=== Section Start ===

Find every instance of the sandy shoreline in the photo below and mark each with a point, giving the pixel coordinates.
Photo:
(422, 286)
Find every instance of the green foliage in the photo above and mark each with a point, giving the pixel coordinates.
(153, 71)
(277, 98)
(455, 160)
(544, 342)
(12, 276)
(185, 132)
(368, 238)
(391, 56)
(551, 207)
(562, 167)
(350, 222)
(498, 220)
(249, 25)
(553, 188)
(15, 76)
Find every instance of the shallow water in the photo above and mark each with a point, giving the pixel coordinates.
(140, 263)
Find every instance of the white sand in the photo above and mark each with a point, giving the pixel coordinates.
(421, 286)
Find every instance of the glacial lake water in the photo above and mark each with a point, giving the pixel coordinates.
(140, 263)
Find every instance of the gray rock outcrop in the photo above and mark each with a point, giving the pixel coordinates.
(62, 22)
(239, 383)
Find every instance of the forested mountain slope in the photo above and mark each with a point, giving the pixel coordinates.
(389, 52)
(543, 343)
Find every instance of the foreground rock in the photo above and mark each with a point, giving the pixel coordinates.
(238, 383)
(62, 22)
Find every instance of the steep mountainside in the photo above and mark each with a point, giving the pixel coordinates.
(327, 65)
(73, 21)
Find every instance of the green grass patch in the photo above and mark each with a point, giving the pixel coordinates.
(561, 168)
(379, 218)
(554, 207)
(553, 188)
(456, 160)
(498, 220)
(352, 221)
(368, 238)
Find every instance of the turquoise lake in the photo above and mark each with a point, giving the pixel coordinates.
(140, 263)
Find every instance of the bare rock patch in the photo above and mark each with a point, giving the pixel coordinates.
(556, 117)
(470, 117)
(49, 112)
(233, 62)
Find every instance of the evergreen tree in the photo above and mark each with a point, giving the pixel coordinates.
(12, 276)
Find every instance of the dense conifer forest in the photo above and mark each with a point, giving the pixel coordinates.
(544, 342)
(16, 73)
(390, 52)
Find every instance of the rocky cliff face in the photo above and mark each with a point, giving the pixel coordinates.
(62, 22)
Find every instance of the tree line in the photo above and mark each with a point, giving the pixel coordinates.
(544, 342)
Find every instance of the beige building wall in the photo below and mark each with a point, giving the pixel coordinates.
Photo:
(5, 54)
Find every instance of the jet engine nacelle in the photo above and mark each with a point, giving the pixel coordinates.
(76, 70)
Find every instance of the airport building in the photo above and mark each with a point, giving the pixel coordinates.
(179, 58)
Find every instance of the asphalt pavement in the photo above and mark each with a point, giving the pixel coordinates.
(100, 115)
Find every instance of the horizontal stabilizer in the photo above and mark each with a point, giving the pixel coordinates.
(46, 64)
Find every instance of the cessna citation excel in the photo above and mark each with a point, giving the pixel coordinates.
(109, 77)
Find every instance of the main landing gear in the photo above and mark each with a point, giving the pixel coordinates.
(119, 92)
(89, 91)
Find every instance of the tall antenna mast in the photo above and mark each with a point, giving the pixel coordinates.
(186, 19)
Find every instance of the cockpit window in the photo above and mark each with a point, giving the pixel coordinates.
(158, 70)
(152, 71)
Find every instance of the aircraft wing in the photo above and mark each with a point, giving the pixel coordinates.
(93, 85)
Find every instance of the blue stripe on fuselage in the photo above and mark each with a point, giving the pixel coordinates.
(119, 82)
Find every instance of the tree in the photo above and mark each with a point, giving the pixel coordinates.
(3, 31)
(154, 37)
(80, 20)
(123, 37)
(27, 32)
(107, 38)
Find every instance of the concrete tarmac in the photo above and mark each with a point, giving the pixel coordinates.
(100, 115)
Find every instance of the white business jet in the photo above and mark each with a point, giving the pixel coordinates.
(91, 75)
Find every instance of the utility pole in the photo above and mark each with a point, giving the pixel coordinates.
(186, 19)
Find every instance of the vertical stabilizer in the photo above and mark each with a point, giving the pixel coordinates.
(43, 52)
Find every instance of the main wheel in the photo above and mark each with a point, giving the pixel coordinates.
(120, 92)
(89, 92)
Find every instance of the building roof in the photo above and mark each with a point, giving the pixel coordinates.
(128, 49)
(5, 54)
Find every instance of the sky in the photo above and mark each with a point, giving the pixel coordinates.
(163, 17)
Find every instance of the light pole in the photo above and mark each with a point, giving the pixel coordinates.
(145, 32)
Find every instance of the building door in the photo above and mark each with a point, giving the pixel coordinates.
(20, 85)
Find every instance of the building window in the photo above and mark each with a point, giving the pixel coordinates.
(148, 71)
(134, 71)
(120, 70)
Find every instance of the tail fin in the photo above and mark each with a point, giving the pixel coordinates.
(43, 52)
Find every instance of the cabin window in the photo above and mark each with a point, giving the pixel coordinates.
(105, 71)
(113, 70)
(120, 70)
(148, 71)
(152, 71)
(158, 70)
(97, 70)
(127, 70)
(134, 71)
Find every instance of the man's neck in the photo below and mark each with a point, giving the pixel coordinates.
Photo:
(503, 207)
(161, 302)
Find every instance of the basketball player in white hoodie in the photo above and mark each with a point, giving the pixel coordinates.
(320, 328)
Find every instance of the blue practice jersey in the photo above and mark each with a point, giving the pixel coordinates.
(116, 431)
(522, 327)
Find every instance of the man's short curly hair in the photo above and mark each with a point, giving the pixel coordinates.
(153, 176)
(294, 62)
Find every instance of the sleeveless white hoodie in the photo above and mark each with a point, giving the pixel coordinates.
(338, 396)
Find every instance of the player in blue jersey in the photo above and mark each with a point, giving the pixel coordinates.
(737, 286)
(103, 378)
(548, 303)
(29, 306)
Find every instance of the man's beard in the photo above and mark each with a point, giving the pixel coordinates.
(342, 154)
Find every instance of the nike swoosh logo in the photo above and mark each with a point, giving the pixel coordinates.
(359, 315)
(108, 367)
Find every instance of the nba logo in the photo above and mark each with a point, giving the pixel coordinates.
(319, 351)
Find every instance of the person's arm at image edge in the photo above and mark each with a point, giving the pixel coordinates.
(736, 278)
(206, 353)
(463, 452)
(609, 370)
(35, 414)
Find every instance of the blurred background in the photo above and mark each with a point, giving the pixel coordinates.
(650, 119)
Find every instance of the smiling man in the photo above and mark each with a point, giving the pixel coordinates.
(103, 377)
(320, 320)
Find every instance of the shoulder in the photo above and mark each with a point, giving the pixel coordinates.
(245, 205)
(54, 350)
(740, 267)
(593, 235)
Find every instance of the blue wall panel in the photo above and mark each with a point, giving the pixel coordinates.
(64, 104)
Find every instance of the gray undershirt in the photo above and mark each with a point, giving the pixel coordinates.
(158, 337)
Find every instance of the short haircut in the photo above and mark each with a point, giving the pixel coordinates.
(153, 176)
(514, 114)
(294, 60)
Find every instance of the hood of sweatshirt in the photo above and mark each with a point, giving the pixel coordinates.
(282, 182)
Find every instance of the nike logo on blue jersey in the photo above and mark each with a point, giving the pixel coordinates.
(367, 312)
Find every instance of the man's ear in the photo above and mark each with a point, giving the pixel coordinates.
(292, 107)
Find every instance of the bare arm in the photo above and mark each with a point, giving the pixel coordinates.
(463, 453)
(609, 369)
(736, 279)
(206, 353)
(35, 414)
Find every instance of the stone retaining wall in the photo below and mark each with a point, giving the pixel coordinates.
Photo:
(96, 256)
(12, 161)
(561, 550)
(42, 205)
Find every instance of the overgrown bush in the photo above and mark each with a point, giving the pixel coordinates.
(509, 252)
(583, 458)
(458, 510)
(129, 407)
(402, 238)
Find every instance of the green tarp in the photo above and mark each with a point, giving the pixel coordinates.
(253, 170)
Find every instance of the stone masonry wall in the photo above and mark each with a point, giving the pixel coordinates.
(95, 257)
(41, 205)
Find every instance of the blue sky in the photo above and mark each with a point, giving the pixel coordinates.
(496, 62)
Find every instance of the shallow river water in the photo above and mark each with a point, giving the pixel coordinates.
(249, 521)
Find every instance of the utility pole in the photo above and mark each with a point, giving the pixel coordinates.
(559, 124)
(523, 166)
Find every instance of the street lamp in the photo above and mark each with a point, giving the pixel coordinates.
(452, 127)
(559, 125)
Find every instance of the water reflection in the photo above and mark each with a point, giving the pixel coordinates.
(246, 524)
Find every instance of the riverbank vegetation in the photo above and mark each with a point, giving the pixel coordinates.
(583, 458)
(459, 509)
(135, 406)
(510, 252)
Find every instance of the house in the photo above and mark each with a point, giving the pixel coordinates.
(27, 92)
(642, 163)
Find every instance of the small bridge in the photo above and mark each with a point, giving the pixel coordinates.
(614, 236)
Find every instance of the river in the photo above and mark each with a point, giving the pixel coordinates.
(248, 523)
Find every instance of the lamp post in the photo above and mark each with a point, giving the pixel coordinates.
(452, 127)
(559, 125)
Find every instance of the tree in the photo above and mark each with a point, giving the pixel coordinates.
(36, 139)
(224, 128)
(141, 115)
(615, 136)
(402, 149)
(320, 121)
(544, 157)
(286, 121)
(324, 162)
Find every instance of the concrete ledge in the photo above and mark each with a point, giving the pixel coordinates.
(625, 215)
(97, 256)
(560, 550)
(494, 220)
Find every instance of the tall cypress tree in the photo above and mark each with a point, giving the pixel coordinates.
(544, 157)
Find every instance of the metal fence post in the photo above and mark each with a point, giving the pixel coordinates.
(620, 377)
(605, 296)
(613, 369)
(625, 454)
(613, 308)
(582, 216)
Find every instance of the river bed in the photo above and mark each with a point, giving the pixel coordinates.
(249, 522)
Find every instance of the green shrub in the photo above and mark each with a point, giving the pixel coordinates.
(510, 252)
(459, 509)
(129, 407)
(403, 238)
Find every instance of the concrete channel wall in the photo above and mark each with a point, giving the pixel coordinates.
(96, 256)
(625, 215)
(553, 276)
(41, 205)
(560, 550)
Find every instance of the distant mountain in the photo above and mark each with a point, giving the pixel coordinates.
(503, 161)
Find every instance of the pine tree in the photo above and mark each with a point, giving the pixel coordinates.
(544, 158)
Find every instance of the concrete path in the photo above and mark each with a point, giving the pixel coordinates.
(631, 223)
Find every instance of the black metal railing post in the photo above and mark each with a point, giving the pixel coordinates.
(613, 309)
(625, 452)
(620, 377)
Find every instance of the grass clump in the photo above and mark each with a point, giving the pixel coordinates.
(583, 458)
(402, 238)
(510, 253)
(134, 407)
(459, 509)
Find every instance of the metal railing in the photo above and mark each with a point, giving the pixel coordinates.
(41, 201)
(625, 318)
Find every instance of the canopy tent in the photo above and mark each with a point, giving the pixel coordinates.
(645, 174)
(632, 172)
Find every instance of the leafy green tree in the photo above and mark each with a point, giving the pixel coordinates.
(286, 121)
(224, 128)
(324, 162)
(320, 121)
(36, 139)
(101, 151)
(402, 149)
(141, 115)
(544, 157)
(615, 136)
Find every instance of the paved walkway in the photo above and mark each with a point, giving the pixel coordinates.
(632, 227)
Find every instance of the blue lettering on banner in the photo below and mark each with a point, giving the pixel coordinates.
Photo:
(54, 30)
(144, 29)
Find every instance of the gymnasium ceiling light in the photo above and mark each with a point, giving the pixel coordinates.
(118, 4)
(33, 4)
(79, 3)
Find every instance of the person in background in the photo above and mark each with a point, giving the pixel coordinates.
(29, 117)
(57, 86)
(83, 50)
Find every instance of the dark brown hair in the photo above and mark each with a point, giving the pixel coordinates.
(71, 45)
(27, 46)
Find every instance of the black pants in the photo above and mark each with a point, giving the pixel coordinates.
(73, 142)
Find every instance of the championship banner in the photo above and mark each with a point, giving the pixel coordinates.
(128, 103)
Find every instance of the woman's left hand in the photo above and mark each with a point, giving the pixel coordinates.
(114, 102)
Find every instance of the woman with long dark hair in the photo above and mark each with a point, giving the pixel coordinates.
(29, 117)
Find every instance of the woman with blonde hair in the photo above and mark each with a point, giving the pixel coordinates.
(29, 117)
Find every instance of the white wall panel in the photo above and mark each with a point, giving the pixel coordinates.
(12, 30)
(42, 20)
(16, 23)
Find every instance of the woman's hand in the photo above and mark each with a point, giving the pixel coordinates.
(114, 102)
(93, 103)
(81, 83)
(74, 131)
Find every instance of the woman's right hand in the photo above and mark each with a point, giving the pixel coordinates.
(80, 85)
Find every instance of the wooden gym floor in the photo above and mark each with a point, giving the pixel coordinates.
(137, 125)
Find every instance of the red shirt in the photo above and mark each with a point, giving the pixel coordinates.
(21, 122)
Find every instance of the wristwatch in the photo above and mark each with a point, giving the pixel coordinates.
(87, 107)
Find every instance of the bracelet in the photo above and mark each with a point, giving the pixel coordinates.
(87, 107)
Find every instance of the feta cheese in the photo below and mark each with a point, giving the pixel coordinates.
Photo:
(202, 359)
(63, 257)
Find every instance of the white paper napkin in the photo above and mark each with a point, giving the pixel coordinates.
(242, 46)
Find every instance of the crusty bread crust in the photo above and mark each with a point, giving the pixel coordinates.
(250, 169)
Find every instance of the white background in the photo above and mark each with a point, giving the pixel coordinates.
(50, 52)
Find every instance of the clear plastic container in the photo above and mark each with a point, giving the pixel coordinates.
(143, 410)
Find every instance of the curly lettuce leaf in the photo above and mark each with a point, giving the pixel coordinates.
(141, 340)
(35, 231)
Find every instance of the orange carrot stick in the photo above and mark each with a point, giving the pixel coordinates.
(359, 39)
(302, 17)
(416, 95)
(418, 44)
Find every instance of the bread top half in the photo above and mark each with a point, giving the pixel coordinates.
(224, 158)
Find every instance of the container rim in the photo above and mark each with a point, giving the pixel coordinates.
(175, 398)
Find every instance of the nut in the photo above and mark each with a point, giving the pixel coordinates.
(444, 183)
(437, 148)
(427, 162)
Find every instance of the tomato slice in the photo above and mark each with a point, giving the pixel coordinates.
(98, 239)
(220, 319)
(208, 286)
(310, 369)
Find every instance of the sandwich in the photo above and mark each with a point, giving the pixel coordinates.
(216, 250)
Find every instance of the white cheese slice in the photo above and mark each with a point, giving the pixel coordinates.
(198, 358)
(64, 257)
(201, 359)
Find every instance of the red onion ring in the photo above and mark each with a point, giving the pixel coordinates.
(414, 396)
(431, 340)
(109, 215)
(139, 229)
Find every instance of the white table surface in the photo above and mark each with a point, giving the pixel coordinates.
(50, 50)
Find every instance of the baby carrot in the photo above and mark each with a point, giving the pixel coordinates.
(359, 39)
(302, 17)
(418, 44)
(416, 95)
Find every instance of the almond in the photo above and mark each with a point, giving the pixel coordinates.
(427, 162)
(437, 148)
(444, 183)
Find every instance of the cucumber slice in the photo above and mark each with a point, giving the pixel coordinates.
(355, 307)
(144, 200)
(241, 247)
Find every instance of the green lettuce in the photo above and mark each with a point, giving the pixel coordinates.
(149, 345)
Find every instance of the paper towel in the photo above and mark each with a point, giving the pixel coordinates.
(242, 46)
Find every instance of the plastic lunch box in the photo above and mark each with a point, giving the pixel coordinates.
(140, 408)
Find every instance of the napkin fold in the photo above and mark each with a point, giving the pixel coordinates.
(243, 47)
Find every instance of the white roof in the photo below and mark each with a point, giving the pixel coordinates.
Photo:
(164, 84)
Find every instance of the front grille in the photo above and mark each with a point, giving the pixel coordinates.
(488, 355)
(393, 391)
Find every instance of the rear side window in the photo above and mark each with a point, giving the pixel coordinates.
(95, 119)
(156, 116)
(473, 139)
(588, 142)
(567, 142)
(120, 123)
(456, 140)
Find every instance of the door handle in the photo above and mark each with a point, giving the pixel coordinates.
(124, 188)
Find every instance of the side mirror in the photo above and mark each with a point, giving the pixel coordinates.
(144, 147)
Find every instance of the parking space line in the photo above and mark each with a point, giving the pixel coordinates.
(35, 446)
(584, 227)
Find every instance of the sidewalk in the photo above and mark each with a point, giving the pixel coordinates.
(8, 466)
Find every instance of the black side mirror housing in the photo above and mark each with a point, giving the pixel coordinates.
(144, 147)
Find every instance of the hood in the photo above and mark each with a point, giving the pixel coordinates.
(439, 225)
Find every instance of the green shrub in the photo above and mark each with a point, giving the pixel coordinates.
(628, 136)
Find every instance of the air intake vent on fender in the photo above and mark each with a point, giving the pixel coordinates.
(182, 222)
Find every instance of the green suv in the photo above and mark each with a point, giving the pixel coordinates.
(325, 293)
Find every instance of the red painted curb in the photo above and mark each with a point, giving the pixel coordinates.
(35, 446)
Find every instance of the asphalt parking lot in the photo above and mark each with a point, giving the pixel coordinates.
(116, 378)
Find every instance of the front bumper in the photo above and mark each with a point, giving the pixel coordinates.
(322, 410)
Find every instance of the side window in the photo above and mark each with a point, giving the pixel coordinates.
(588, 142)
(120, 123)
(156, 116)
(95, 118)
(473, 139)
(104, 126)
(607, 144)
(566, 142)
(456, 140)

=== Section End ===

■ Aim of the task ■
Each line above holding the word "below" counts; reply with how many there are, only the number.

■ Your solution ■
7